::: Excerpted passage

Towers has become the third high school football team in the county in less than a year to forfeit a game for the use of an ineligible player.
A player who rushed for nearly 150 yards in the Titans’ 30-21 win over Central Macon on Aug. 27 was declared academically ineligible after it was discovered he was two credits short of eligibility, a DeKalb school official said.
“He was a transfer, and he didn’t disclose his total transcript to the school,” said DeKalb County athletic director Ron Sebree. “He also had not been submitted to the [Georgia High School Association] as a student-athlete. The principal self-reported it on Monday [Aug. 30].”
In addition to the forfeit, the school was fined $250 by the GHSA, Sebree said. Towers coach Marvin Jones, who is in his first season with the Titans, did not return phone calls by press time.
Near the end of last season both Stone Mountain and Lithonia had to forfeit several games because of ineligible players. Lithonia had 11 players academically ineligible and two others were not reported to the GHSA, Sebree said.
Stone Mountain, which was fighting for a playoff berth, had to forfeit games after a player who transferred from Lithonia was declared ineligible. The player transferred when a Lithonia assistant coach took a similar post at Stone Mountain. Former Lithonia coach Earl White and the Stone Mountain assistant both were fired because of the incidents.

::::::

> **Prompt A**: In the article about the Towers football forfeit, how much did the GHSA fine the school?
> **Prompt B**: Continue the article about the Towers football forfeit from the point where it stops.
The data that comes next is separate from the article.

::: Information provided

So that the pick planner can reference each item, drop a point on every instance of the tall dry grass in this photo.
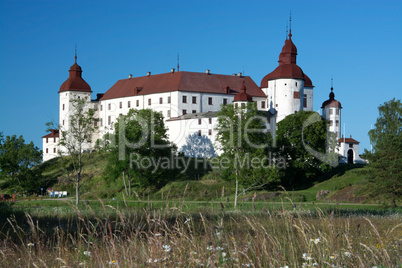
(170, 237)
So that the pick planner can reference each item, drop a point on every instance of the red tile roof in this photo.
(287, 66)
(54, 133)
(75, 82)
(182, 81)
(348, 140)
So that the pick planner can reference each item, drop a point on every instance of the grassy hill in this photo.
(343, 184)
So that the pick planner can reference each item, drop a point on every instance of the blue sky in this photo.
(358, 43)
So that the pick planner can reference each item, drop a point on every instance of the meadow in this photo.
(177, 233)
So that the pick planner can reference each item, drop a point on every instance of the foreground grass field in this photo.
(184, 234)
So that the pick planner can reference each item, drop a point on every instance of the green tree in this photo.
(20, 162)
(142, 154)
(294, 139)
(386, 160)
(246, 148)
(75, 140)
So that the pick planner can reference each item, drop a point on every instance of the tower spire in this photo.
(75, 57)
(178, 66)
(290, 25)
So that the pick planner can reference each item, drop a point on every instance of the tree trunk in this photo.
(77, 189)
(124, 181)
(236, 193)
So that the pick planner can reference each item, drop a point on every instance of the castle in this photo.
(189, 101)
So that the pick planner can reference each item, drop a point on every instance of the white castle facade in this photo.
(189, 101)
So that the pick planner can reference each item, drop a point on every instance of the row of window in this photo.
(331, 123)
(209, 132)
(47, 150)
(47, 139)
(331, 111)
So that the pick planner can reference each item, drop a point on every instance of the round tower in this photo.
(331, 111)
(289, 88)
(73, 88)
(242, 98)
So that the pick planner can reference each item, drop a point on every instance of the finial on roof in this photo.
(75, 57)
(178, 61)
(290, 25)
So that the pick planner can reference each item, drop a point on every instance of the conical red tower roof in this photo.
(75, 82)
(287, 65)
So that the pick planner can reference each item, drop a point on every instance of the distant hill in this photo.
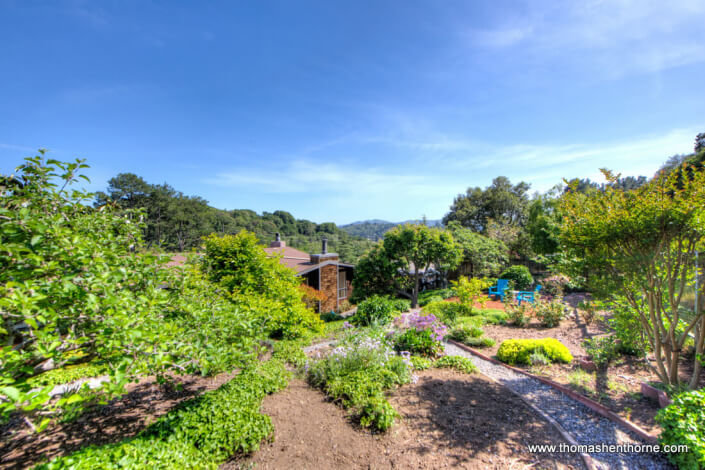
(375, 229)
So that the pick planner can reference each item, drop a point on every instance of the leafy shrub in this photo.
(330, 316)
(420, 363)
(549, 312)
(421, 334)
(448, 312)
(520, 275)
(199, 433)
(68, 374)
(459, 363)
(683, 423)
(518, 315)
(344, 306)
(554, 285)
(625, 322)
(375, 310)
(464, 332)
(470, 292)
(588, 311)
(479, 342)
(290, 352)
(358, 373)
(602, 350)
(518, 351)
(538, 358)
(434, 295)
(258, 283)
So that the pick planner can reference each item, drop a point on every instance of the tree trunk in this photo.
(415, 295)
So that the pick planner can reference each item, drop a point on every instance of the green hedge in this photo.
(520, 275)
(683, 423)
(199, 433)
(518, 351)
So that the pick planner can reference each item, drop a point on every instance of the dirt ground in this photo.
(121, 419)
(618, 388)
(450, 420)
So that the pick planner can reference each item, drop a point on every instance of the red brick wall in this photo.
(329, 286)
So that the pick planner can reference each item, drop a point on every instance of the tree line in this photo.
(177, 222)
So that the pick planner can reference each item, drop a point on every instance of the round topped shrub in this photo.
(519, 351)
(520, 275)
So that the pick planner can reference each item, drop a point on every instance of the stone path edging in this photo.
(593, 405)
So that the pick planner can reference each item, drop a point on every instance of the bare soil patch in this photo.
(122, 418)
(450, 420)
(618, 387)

::::::

> **Final answer A**: $250

> **Final answer B**:
“I’ve been in the DeKalb County school system since 1986. I coached football at Columbia for 10 years, and a kid didn’t get even a mouthpiece from me until they got cleared to play and everything was in place,” Sebree said. “Maybe this is going to open up some eyes and people see how serious this is. I’m not going to pretend it didn’t happen.”
Each high school in the county has an athletic liaison who is responsible for checking the eligibility of all student-athletes, Sebree said. Towers’ liaison resigned the week before the football season began and a new liaison was appointed before the first game.
“When a kid transfers in, coaches, liaisons and principals all know what they need to have,” Sebree said. “We preach accountability, honesty and integrity, and want it done right.”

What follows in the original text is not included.